__Task instructions__: Transcribe each line exactly.

__Extracted data__:
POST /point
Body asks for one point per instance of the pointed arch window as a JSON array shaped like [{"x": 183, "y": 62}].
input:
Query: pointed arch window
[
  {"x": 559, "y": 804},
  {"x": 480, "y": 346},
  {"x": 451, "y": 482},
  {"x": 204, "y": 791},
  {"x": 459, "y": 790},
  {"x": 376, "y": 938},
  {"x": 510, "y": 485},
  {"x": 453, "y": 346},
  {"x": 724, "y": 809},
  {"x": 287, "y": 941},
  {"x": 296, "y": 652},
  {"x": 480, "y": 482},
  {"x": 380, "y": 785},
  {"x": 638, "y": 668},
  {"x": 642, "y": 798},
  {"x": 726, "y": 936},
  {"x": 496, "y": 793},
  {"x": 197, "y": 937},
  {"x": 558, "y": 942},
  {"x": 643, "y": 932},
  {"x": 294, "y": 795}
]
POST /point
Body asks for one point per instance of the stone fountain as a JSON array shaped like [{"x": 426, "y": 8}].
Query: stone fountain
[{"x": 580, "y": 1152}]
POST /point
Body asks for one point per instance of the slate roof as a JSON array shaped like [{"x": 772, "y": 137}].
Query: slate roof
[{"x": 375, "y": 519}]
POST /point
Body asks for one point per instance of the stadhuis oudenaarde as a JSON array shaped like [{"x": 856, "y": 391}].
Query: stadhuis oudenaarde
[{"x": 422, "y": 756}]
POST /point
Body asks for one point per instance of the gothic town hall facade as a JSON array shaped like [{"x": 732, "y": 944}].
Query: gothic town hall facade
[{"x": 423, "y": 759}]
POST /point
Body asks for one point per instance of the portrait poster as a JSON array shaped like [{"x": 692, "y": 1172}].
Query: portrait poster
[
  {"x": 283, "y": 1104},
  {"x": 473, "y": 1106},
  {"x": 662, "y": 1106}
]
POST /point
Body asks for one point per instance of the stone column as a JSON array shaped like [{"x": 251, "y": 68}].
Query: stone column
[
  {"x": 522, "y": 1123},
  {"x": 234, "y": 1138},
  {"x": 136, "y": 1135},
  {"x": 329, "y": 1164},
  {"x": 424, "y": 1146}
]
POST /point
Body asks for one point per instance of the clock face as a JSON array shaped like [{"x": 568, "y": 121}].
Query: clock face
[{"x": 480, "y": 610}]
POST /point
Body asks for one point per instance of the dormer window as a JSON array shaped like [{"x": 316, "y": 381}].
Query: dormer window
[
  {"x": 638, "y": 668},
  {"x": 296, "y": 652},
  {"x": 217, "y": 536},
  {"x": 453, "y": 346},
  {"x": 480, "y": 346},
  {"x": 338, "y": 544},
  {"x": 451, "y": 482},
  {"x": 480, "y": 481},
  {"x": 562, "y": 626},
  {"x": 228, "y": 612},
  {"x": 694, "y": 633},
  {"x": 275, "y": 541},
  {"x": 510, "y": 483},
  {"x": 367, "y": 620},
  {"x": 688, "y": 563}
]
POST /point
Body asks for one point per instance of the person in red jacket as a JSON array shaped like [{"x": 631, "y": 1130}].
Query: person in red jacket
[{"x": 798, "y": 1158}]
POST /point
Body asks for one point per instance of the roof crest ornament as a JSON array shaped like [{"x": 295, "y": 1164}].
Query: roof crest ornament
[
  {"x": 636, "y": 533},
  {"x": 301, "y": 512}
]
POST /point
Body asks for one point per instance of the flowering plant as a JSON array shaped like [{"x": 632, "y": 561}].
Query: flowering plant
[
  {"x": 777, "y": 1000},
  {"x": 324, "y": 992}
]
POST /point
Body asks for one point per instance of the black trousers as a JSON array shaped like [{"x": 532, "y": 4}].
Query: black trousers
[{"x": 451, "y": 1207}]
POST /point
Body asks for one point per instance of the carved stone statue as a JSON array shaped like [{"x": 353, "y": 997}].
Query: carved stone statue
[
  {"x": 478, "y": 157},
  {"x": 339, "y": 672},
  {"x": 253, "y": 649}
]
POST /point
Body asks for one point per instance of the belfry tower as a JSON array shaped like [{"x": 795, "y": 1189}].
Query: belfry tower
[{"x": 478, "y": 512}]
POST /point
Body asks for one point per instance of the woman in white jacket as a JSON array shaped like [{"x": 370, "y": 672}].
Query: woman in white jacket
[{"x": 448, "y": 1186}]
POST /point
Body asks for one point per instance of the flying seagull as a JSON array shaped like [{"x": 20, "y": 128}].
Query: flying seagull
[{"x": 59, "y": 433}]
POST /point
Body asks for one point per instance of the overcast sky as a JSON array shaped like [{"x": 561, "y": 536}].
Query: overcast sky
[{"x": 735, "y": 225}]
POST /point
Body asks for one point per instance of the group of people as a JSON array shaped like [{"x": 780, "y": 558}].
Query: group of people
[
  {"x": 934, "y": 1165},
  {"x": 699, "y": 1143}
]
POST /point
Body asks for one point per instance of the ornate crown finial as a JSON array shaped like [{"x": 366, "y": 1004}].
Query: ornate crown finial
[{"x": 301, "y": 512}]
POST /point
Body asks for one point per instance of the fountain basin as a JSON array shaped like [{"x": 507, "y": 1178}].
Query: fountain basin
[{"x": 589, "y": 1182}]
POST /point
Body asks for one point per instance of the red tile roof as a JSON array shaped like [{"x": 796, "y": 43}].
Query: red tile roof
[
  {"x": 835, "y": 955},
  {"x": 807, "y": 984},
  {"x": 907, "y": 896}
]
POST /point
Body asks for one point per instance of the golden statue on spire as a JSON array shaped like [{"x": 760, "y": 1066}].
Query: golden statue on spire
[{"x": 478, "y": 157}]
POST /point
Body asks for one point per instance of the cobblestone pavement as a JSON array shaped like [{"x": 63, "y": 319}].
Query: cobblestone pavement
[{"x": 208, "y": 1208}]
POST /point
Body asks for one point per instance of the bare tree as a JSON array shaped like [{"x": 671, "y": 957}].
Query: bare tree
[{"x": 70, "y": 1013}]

__Task answer__:
POST /point
Body asks for one point per instance of the pointed arch window as a JSON array shaped like [{"x": 183, "y": 62}].
input:
Query: pointed arch window
[
  {"x": 559, "y": 804},
  {"x": 480, "y": 346},
  {"x": 451, "y": 482},
  {"x": 204, "y": 791},
  {"x": 459, "y": 790},
  {"x": 376, "y": 938},
  {"x": 510, "y": 485},
  {"x": 453, "y": 346},
  {"x": 724, "y": 809},
  {"x": 287, "y": 941},
  {"x": 296, "y": 652},
  {"x": 480, "y": 482},
  {"x": 380, "y": 785},
  {"x": 638, "y": 668},
  {"x": 642, "y": 798},
  {"x": 726, "y": 936},
  {"x": 496, "y": 793},
  {"x": 197, "y": 937},
  {"x": 558, "y": 942},
  {"x": 643, "y": 932},
  {"x": 294, "y": 795}
]
POST /point
Body asks for one point per instance of the stone fountain as a JSON array shaped like [{"x": 426, "y": 8}].
Query: stone fountain
[{"x": 580, "y": 1152}]
POST /point
Body asks for one point per instance of the slate roof as a JSON array shaped like [{"x": 772, "y": 137}].
Query: slate roof
[{"x": 375, "y": 519}]
POST /point
Body asks for one point per instance of the stadhuis oudenaarde as a JSON array shaped like [{"x": 856, "y": 391}].
Query: stadhuis oudenaarde
[{"x": 422, "y": 756}]
POST /point
Body asks for one point per instance of the gothic town hall facade as a JSON array shaped like [{"x": 732, "y": 944}].
Query: gothic town hall facade
[{"x": 423, "y": 759}]
POST /point
Body asks for one point per instance of the portrait poster as a JSON array shaped like [{"x": 692, "y": 1172}].
Query: portrait poster
[
  {"x": 283, "y": 1104},
  {"x": 473, "y": 1106},
  {"x": 662, "y": 1106}
]
POST /point
Body asks for one point per instance of the stone column as a JSON array shaped like [{"x": 251, "y": 68}].
Query: stone column
[
  {"x": 522, "y": 1123},
  {"x": 234, "y": 1138},
  {"x": 136, "y": 1135},
  {"x": 329, "y": 1164},
  {"x": 424, "y": 1146}
]
POST /point
Body asks for one point per instance of the clock face as a JSON array shaped like [{"x": 568, "y": 121}].
Query: clock face
[{"x": 480, "y": 610}]
POST /point
Body asks for one point per instance of the dormer window as a JSON array shaped like [{"x": 316, "y": 381}].
Query: dormer window
[
  {"x": 638, "y": 668},
  {"x": 296, "y": 652},
  {"x": 217, "y": 536},
  {"x": 453, "y": 346},
  {"x": 480, "y": 346},
  {"x": 338, "y": 544},
  {"x": 451, "y": 482},
  {"x": 480, "y": 481},
  {"x": 562, "y": 626},
  {"x": 228, "y": 612},
  {"x": 694, "y": 633},
  {"x": 275, "y": 541},
  {"x": 510, "y": 483},
  {"x": 367, "y": 620},
  {"x": 688, "y": 563}
]
POST /point
Body asks for one point per instance of the person in red jacket as a JSON array shaped like [{"x": 631, "y": 1130}].
Query: person in red jacket
[{"x": 798, "y": 1158}]
POST /point
Body asks for one point per instance of the roof crest ornament as a JSON array shaped like [{"x": 295, "y": 1164}].
Query: roof crest ornament
[
  {"x": 636, "y": 533},
  {"x": 301, "y": 512}
]
POST /point
Body asks for one point per instance of the flowering plant as a JSON array shaped like [{"x": 632, "y": 561}].
Query: flowering plant
[
  {"x": 777, "y": 1000},
  {"x": 324, "y": 992}
]
POST /point
Body asks for one point per instance of the black trousers as a JSON array shaped like [{"x": 532, "y": 4}].
Query: black trousers
[{"x": 451, "y": 1207}]
POST /point
Body asks for one point per instance of the carved stone statue as a JSON array shaped like [{"x": 353, "y": 997}].
Query: carved stone statue
[
  {"x": 478, "y": 157},
  {"x": 339, "y": 672},
  {"x": 253, "y": 649}
]
POST /point
Body asks for one point per instance of the belfry tower as a JSON array shaped like [{"x": 795, "y": 1189}].
Query: belfry tower
[{"x": 478, "y": 512}]
POST /point
Body asks for one point per instance of the woman in white jacket as a JSON array shaped like [{"x": 370, "y": 672}].
Query: woman in white jacket
[{"x": 448, "y": 1186}]
POST /point
Body asks for one point per instance of the flying seagull as a JSON array shaped like [{"x": 20, "y": 128}].
Query: flying seagull
[{"x": 59, "y": 433}]
POST /point
Body asks for one point per instance of the overcast sky as a JSON array shaped like [{"x": 561, "y": 536}].
Query: overcast sky
[{"x": 735, "y": 225}]
POST /point
Body asks for one point per instance of the group of people as a JSON array shaped like [{"x": 780, "y": 558}].
Query: group of people
[
  {"x": 934, "y": 1165},
  {"x": 699, "y": 1143}
]
POST /point
Body asks for one point per instance of the ornate crown finial as a JSON array shaped like [{"x": 366, "y": 1004}].
Query: ornate crown finial
[{"x": 301, "y": 512}]
POST /point
Body asks for one point per instance of the fountain basin as a JSON array shaped like [{"x": 507, "y": 1178}].
Query: fountain basin
[{"x": 589, "y": 1182}]
POST /point
Body asks for one point per instance of the red tile roof as a JSON array shaped like [{"x": 796, "y": 43}].
Query: red tile roof
[
  {"x": 835, "y": 955},
  {"x": 807, "y": 984},
  {"x": 907, "y": 896}
]
POST /point
Body asks for one point per instance of the golden statue on spire as a JSON array shaped like [{"x": 760, "y": 1066}].
Query: golden statue on spire
[{"x": 478, "y": 157}]
POST /point
Body asks for one point per instance of the cobblestone pavement as a JSON array shaped like [{"x": 63, "y": 319}].
Query: cobblestone pavement
[{"x": 208, "y": 1208}]
POST /point
Body asks for one point per instance of the bare tree as a JSON array shaped like [{"x": 671, "y": 957}].
Query: bare tree
[{"x": 70, "y": 1013}]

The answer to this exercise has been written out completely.